WHAT YOU HAVE TO DO: Shift every bounding-box coordinate in the answers by adding 73, then reproduce the records, requests included, starting at the beginning of the records and ending at the line that contains "0 0 872 130". Leave the numbers in the requests and their format samples unchanged, and omit the pictures.

ITEMS:
_ _ _ _

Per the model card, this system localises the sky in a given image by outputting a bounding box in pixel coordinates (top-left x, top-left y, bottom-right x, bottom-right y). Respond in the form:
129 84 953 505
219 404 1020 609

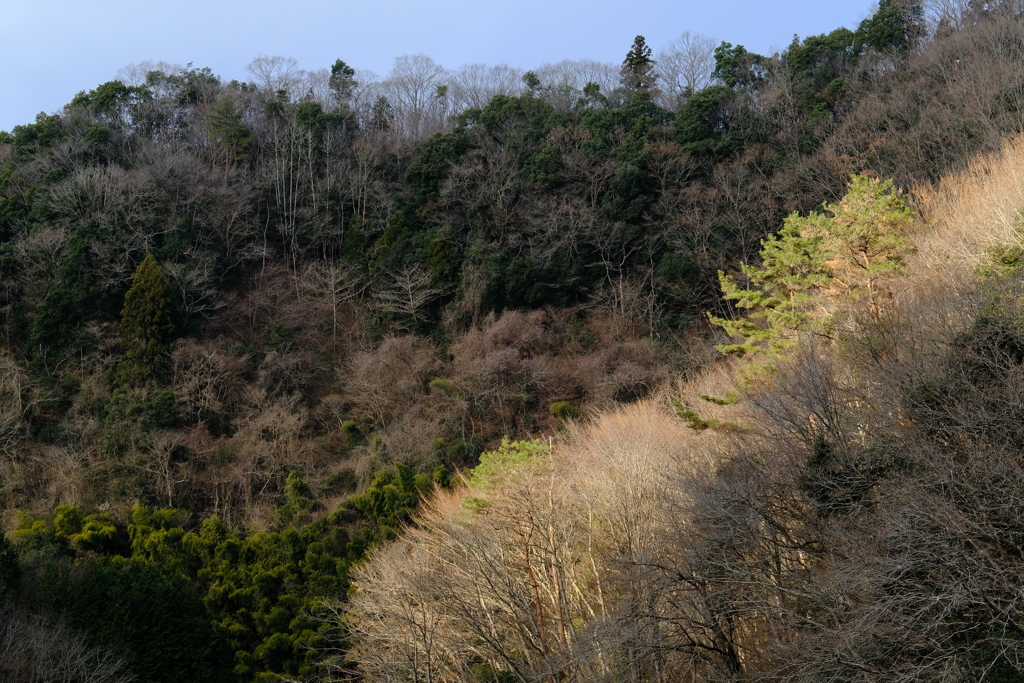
0 0 872 130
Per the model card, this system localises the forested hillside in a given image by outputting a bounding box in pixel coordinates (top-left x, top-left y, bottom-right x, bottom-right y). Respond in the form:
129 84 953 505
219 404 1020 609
0 0 1024 682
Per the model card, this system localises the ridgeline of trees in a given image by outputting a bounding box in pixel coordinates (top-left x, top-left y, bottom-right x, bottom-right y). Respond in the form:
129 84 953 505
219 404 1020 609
6 0 1024 681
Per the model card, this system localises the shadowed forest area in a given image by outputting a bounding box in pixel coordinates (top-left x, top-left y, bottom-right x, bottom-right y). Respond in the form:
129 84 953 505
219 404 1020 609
6 0 1024 683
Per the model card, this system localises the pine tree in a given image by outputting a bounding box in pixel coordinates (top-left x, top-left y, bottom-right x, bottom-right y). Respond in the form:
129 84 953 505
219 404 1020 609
803 175 914 323
708 175 914 355
708 218 831 355
120 254 174 383
208 97 252 186
620 36 657 91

_ _ _ _

EXPECTED ANSWER:
Per the model card, this system localises the sky in a given image by outputting a bounding box in pixel coordinates (top-left x, top-left y, bottom-right x, bottom-right y). Respond in the form:
129 84 953 505
219 404 1020 609

73 73 945 203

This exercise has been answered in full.